* [Goal of the exercise]: Would you copy the full listing that follows without changing a thing?

——

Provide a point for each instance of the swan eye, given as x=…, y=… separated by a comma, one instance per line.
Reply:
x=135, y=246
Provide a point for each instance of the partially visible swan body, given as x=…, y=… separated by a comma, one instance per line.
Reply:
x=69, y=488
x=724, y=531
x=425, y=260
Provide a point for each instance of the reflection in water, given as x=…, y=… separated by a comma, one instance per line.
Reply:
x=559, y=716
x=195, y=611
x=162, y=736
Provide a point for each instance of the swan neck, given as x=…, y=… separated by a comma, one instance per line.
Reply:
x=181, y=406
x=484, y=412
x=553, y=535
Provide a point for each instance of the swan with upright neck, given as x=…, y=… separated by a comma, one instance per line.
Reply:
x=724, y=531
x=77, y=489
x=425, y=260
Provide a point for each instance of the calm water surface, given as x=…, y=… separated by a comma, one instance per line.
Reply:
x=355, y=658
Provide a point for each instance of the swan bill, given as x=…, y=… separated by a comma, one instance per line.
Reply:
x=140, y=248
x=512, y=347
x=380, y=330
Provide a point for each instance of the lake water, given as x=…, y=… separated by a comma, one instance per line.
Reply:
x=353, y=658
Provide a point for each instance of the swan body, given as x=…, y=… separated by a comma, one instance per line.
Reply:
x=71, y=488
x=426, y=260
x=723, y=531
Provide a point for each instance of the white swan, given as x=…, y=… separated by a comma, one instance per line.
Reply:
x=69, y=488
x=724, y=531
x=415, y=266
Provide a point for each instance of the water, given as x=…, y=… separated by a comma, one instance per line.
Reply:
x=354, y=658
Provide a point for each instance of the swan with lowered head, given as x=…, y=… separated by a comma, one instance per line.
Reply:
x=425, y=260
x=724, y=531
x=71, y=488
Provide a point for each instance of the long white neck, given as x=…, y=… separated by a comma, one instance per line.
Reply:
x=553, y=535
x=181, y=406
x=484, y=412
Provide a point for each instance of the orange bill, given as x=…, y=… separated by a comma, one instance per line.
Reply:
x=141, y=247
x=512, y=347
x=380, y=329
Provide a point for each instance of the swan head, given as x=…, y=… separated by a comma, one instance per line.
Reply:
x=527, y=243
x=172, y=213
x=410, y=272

——

* [Solution to this task]:
Provide a point for each instance of the swan eye, given as x=…, y=… separated by a comma, one instance per line.
Reply:
x=135, y=246
Provide a point for each instance of the partially visible swan body, given as x=…, y=… separated by a comma, one instance per line.
Reply:
x=69, y=488
x=724, y=531
x=425, y=260
Provide a point for each instance of the reflection in water, given as x=…, y=… separated by a comma, one instance per line.
Reply:
x=559, y=716
x=195, y=611
x=162, y=736
Provide a point for each instance of the swan neck, given as x=…, y=… separated by a comma, one instance per line.
Reply:
x=181, y=406
x=484, y=412
x=553, y=535
Provide a point for each instance of the swan with upright neck, given as x=…, y=… separated by a comma, one instance per line.
Reply:
x=724, y=531
x=77, y=489
x=425, y=260
Provide a point for each instance of the calm water surface, given as x=…, y=… separated by a comma, one instance per line.
Reply:
x=355, y=658
Provide a point for each instance of the swan bill, given as x=…, y=… separated by a comma, one instance per line.
Reply:
x=140, y=248
x=512, y=347
x=380, y=330
Provide a point for each instance of the lake water, given as x=…, y=… separated by a comma, one instance per line.
Reply:
x=353, y=658
Provide a point for each instance of the swan body, given as x=…, y=… separated by a comma, one instance per line.
Reply:
x=71, y=488
x=426, y=260
x=723, y=531
Provide a point for each instance of the white swan, given as x=…, y=… separated by a comma, one instance per line.
Reply:
x=69, y=488
x=724, y=531
x=415, y=266
Provide a point for each instance of the water, given as x=…, y=… separated by a comma, one instance per line.
Reply:
x=354, y=658
Provide a point for each instance of the swan with lowered head, given as x=…, y=… separated by a comma, one instance per line.
Reply:
x=425, y=260
x=724, y=531
x=71, y=488
Provide a point for each instance of the long white neck, given as x=…, y=… separated by a comma, one instance per line.
Reply:
x=553, y=535
x=181, y=406
x=484, y=412
Provide a point for each instance of the orange bill, given as x=…, y=… separated by a comma, one instance per line.
Reply:
x=141, y=247
x=512, y=347
x=380, y=329
Provide a point for each instance of the swan head, given as x=…, y=… separated by a comma, one instance per line.
Reply:
x=527, y=243
x=172, y=213
x=410, y=272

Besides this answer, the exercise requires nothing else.